OBIETTIVO: Disponi in una tabella Markdown le righe qui sotto a partire da quella che contiene "Practice step: locate the pink plastic" e fermati dopo quella che contiene "x=401, y=331". Usa le colonne n (numero progressivo) e Contenuto (il testo della riga), tralasciando le righe vuote.
*****
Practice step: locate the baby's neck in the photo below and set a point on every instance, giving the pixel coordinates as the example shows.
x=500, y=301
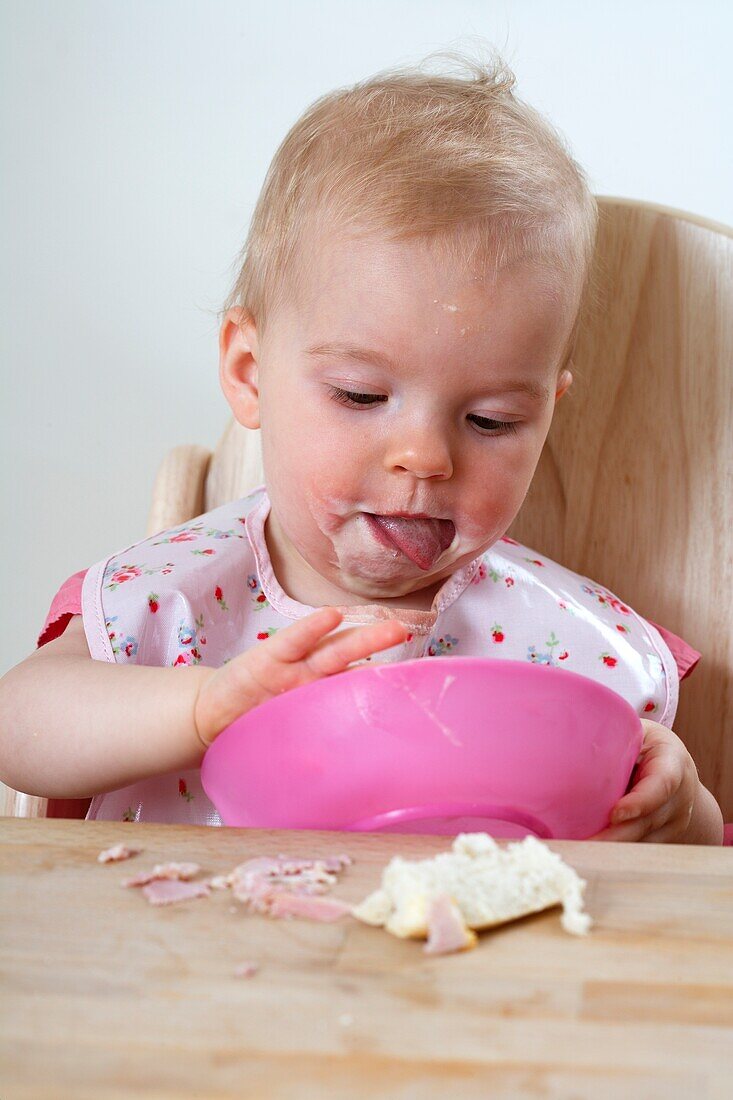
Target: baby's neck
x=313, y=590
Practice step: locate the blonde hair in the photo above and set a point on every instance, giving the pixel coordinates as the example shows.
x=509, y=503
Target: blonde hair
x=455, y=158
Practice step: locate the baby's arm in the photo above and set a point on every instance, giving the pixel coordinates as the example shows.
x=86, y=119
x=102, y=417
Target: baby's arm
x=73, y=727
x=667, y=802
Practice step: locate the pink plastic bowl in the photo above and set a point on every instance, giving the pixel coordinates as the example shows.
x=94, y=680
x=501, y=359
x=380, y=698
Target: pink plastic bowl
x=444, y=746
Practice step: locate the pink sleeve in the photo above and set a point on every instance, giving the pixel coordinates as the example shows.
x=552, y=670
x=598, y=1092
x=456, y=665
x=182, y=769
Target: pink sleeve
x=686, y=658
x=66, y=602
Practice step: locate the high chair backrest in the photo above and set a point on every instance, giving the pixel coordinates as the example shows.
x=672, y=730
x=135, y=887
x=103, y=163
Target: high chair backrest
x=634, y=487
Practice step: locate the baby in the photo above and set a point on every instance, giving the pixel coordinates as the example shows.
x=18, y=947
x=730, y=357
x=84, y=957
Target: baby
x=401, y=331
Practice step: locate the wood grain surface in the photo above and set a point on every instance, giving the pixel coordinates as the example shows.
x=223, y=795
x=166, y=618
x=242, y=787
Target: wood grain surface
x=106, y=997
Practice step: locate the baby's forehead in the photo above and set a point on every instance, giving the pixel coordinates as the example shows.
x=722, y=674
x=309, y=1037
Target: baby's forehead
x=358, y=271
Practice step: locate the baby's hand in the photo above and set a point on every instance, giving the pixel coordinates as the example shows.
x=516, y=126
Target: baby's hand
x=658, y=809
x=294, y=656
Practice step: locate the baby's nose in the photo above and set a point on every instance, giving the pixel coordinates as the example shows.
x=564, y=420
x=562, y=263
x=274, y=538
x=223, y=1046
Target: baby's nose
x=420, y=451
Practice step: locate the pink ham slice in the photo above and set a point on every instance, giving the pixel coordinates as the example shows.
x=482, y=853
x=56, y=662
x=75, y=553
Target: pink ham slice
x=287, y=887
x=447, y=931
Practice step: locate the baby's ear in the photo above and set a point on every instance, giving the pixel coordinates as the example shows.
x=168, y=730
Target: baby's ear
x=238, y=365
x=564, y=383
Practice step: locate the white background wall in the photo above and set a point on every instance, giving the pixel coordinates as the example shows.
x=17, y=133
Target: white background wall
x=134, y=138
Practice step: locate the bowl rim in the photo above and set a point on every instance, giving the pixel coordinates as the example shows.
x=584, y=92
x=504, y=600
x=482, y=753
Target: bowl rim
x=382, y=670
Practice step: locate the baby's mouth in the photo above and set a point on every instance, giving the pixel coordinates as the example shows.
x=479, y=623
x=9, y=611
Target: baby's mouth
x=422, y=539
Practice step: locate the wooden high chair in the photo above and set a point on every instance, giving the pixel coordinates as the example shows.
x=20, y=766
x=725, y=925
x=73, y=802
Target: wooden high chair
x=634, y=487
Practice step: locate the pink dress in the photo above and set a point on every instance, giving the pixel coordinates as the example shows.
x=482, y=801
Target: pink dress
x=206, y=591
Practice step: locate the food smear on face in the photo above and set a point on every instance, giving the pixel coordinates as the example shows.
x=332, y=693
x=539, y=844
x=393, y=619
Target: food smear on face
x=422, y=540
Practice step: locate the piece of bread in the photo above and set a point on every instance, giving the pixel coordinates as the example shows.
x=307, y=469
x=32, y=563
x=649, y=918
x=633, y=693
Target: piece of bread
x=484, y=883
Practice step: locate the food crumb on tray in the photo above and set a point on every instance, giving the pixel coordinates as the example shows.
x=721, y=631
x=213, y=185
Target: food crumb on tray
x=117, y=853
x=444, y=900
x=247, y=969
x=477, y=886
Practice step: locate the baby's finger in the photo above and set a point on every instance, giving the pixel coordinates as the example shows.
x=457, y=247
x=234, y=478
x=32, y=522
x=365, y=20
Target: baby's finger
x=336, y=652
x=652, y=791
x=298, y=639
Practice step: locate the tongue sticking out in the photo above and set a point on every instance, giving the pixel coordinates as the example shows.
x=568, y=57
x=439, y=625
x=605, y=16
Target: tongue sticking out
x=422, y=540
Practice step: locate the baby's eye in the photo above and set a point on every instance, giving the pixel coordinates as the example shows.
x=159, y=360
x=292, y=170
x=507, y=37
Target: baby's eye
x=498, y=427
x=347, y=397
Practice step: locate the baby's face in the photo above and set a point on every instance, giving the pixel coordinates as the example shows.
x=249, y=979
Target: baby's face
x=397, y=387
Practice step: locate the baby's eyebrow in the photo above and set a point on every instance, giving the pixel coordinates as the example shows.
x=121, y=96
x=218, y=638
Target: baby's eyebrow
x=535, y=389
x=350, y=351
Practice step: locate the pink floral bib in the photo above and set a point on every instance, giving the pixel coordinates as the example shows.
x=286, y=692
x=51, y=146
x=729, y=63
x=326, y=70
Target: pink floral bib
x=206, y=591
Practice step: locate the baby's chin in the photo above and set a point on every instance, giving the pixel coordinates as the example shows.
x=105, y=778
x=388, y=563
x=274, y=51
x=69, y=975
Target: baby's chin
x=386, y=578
*****
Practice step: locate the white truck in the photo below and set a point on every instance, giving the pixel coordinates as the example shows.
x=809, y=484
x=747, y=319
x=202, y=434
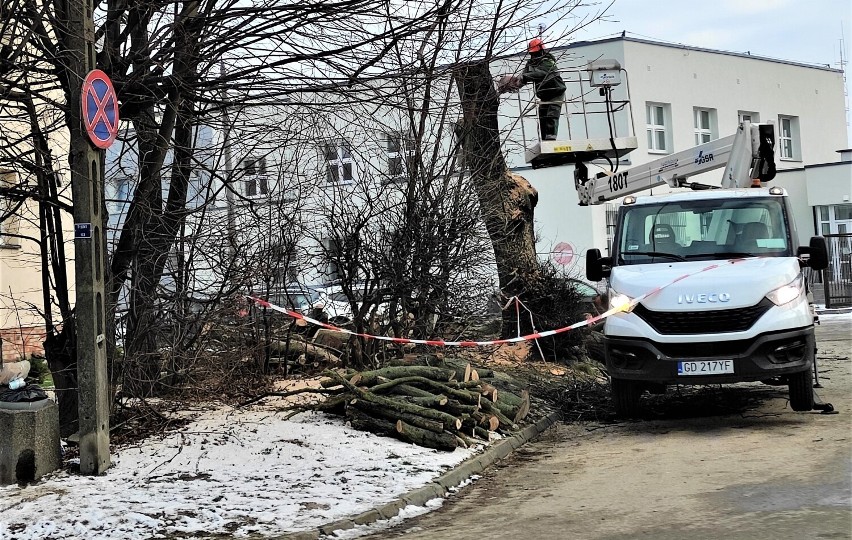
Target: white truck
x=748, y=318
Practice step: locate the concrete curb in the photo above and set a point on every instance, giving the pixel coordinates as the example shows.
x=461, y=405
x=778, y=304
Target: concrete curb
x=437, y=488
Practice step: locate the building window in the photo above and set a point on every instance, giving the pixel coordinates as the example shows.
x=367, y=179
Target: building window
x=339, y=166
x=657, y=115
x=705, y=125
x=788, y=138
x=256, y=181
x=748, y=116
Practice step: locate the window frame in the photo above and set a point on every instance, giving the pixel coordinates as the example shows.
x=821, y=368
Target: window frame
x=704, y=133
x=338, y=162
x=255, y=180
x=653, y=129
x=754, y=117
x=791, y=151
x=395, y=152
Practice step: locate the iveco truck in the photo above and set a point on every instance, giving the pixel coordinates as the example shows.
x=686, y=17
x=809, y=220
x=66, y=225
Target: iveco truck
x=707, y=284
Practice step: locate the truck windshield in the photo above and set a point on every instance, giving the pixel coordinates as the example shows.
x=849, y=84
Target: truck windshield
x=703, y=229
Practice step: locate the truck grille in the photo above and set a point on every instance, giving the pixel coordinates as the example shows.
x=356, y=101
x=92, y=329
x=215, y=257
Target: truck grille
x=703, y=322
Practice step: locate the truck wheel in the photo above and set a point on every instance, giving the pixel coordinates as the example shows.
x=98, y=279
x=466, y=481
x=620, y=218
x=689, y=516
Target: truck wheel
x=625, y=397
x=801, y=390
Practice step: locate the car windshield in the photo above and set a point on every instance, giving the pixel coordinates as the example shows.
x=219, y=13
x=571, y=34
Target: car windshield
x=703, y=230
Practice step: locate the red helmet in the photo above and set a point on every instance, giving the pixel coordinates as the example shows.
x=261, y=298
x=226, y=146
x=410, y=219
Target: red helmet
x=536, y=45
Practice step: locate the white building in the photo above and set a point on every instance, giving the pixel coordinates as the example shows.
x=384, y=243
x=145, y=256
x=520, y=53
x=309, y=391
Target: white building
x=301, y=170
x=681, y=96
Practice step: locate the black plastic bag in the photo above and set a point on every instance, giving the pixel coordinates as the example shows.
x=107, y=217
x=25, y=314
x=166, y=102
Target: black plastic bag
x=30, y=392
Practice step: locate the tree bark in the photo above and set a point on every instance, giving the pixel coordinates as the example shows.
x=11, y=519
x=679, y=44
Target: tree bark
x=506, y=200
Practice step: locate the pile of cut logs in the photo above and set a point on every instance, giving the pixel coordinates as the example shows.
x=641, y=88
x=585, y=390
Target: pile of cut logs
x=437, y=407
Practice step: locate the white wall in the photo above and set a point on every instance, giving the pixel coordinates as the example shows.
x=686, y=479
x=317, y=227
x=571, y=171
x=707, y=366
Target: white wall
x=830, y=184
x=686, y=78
*****
LA RISPOSTA:
| n | Contenuto |
|---|---|
| 1 | Practice step: locate the pink plastic bowl in the photo above and set a point on every instance, giving the pixel coordinates as the example shows. |
| 2 | x=94, y=680 |
| 3 | x=501, y=359 |
| 4 | x=380, y=698 |
| 5 | Target: pink plastic bowl |
| 6 | x=444, y=746 |
| 7 | Practice step: locate the pink sleeve in the photo above and set a point on every instance, giving the pixel coordinates as the example shows. |
| 8 | x=552, y=670 |
| 9 | x=598, y=1092 |
| 10 | x=456, y=665 |
| 11 | x=182, y=769 |
| 12 | Target: pink sleeve |
| 13 | x=686, y=658 |
| 14 | x=66, y=602 |
| 15 | Practice step: locate the high chair backrest in the photo above and set a point on every instance, giving the pixel coordinates as the example shows. |
| 16 | x=672, y=730 |
| 17 | x=135, y=887 |
| 18 | x=103, y=163 |
| 19 | Target: high chair backrest |
| 20 | x=634, y=487 |
| 21 | Practice step: locate the baby in the photo above and set a point on every instance, giving the pixel coordinates as the example shows. |
| 22 | x=18, y=947 |
| 23 | x=730, y=357 |
| 24 | x=84, y=957 |
| 25 | Target: baby |
| 26 | x=401, y=331 |